***** Sayfa alıntısı

Çocuklar da yetişkinler gibi deprem felaketinden korkarlar. Ne var ki çocuklar depremi, biz yetişkinler gibi kontrolümüz dışında olan doğal bir olay olarak anlamakta güçlük çekerler. Okul öncesi dönemdeki çocuklar (2-5 yaş), depremin neden olduğu kayıplar ve yaşam şartlarında meydana gelen değişikliklerle başa çıkmada oldukça zorlanırlar. Çünkü yaşamda bu tür deneyimleri az olduğu için başa çıkma yetenekleri de tam olarak gelişmemiştir. Bu nedenle de anne-babanın, yakın arkadaşlarının ve öğretmenlerinin desteğine ihtiyaç duyarlar (Berument, Sayıl ve Uçanok, 1999).
-Depremden Korkuyorum!
Deprem öncesinde, çocuğun bu konuda bilgisi yoksa ve çocuk hangi durumda ne yapmalıdır bilmiyorsa depremin çocukta yarattığı etki daha kalıcı ve kaçınılmaz olabilir. Çocuklar depremin kendisinden korktukları kadar, bu olayın hayatlarında yol açacağı değişikliklerden, belirsizliklerden ve sorunlardan da korkarlar.
-Depremden ben mi sorumluyum?
Henüz okul çağına gelmemiş küçük çocuklar, olan biteni anlamakta ve yaşadıkları duyguları dile getirmekte güçlük çekerler. Hissettiklerini konuşarak paylaşamadıkları için de, olaydan daha fazla etkilenirler. Okul öncesi dönemde çocuklar, herhangi bir olumsuzlukta olduğu gibi deprem için de kendisini sorumlu tutar. ‘Ben yaramazlık yaptığım için oldu, annemi babamı üzdüğüm için oldu, vb.’ şekilde yaşadığı durumu açıklarken; okul çağı çocukları bu olayın, doğal bir afet olduğunu ve nedenlerini anlayabilir. Ancak, yaş ve gelişim düzeyi nedeniyle bu durumu kendisinin, ailesinin ya da toplumun yaptığı kötü bir şeyin cezası olarak yorumlayabilir. Ayrıca olayın sonrasına ilişkin ‘Şimdi ne olacak, ben ne yapacağım? vb.’ şeklinde sorgulamalar ve endişeler kendisini gösterebilir.
-Depremle gelen ‘Yokluk’
Okul öncesi dönemdeki çocuklar, ölümü genellikle geçici bir durum sanırlar. Ölenin geri gelmesinin mümkün olduğuna inanırlar. Bu nedenle, bu yaş grubundaki çocuklarda, ölümden çok kaybetme ve terk edilme duygusu öne çıkar. Artık yaşamında olmayan yetişkine karşı, kızgınlık duygusu oluşur. Bir yandan o hiç yokmuş, önemli değilmiş, onun yokluğundan hiç etkilenmiyormuş gibi davranırken diğer yandan da kişinin kendisini bırakmış, gitmiş olmasına karşı kızgınlık ve mutsuzluk duyguları ile baş etmeye çalışır. Bu baş etme süreci de hırçınlık, her şeye karşı huysuz ve aksi davranışlarla kendisini gösterirken bazı çocuklarda da içine kapanma, sessizleşme, yemek düzeninin bozulması, uyku sorunları, altına kaçırma vb. tepkilerle kendisini gösterebilir.

**********
***** Kaynak kayıtlar

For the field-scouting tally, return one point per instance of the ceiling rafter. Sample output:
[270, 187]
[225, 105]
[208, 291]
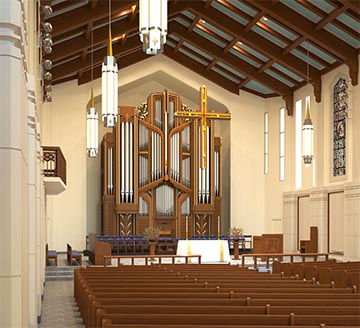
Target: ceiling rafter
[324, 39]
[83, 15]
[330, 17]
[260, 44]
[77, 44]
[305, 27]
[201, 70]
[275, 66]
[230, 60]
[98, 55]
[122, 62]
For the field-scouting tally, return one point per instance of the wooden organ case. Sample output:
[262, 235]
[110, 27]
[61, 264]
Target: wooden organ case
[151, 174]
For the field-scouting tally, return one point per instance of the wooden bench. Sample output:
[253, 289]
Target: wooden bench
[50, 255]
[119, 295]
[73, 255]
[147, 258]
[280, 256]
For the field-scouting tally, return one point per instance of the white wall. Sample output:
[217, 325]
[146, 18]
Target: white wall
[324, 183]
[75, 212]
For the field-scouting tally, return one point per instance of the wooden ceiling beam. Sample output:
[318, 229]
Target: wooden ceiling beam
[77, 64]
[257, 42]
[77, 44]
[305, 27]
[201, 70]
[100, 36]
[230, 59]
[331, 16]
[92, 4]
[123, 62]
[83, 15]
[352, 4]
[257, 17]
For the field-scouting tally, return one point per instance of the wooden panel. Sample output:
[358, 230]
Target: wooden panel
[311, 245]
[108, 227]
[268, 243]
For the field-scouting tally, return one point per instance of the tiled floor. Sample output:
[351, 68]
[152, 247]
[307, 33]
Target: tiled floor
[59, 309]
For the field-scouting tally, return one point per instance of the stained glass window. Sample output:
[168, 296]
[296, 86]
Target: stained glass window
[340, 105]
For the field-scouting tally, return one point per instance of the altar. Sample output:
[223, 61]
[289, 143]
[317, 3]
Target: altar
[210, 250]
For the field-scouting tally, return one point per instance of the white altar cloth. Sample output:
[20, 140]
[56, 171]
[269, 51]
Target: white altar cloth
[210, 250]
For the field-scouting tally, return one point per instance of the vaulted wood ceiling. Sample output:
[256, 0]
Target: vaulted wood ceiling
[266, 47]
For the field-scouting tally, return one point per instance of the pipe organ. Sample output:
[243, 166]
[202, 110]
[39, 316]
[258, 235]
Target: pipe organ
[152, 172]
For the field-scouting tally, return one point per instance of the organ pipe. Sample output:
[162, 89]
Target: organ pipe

**********

> _Yapılacak işler_
1. Deprem ve çocuklar alıntısına göre şu soruları yanıtlayın:
(a) Okul öncesi dönem hangi yaş aralığı olarak verilmiştir?
(b) Okul öncesi dönemdeki çocuklar ölümü genellikle nasıl bir durum sanırlar?
(c) Okul öncesi dönemde çocuklar deprem için kimi sorumlu tutar?
2. Kayıtlarda "of the organ" ifadesini içeren satırdan başlayıp kayıtların son satırına kadar giden satırları yeniden yazın. Bu satırlarda "organ pipe" yerine "bell tower" koyun, başka hiçbir şeyi değiştirmeyin.
Yukarıdaki alıntı ile kayıtlar birbirinden ayrı malzemelerdir.

> _Sırayla çıktılar_
1.
(a) 2-5 yaş.
(b) Geçici bir durum.
(c) Kendilerini.

2.
For the field-scouting tally, return one point per instance of the bell tower. Sample output:
[162, 89]
Target: bell tower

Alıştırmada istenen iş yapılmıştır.